Text extract
--- Begin ---
The Troubles Of Format: Why The Conventions Of Children’s Literature Worked Against ‘Animorphs’

Animorphs was ever present when I was growing up. They were there in every classroom. Every library, both school and public. They weren’t even out of print yet, because I distinctly remember buying book 4 at Chaptersaside. This is pretty standard for children’s books. I mean, it’s the same thing as Goosebumps or Magic School Bus or Nancy Drew or any number of other series. Despite that, finding copies was really hard. Libraries always had several of them, sure, but never the ones you were looking for. They had, like, books 5, 11, 16, 29, 34, and 41, with none of the others – and no, that’s not me picking random numbers. Those are the Animorphs books I remember being the most in circulation. I don’t think I ever saw a library without 5, but finding 53? Forget it!

Normally, that’s okay. With a lot of children’s books, it really doesn’t matter in what order you read them. Take Nancy Drew. It had no long run plot arcs whatsoever. Each book is self contained. All you need to know is that Nancy is an amateur detective, her friends are Bess and George, and she goes around solving crimes. Those facts are reiterated in every book, and even if they weren’t, it’d be obvious, so there’s absolutely no reason why you’d have to start at the first book and work your way through. I never read  Goosebumps, but the impression I got was that it’s similar. Animorphs, though? That’s unique.

Animorphs is usually episodic. Sure. And pretty much every book gives a recap of the premise and makes sure you know who all the characters are, so most of them will make sense if you read them out of order. But there’s also very much a running plot – or maybe plot isn’t the right idea so much as theme. Throughout the entire series, the focus is on how the Animorphs are dealing with the Yeerks. And there is a lot of character development there. It’s so subtle that you might not even realize it at first – but then, you’ll read a situation that mirrors one from twenty books earlier, and the characters will react in such a different way, that you’ll think, holy shit. You do not get the full force of that if you read them out of order.
--- End ---
Stored records
--- Begin ---
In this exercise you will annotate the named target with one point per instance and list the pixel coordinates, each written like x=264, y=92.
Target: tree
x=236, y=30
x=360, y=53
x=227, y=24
--- End ---
To do
[1] Transcribe the Animorphs essay from "The Troubles Of" down to "53? Forget it!".
[2] Can you give every line of the records as a numbered list, without the blank lines?
The Animorphs essay and the records are unrelated material.

The responses
[1]
The Troubles Of Format: Why The Conventions Of Children’s Literature Worked Against ‘Animorphs’

Animorphs was ever present when I was growing up. They were there in every classroom. Every library, both school and public. They weren’t even out of print yet, because I distinctly remember buying book 4 at Chaptersaside. This is pretty standard for children’s books. I mean, it’s the same thing as Goosebumps or Magic School Bus or Nancy Drew or any number of other series. Despite that, finding copies was really hard. Libraries always had several of them, sure, but never the ones you were looking for. They had, like, books 5, 11, 16, 29, 34, and 41, with none of the others – and no, that’s not me picking random numbers. Those are the Animorphs books I remember being the most in circulation. I don’t think I ever saw a library without 5, but finding 53? Forget it!

[2]
1. In this exercise you will annotate the named target with one point per instance and list the pixel coordinates, each written like x=264, y=92.
2. Target: tree
3. x=236, y=30
4. x=360, y=53
5. x=227, y=24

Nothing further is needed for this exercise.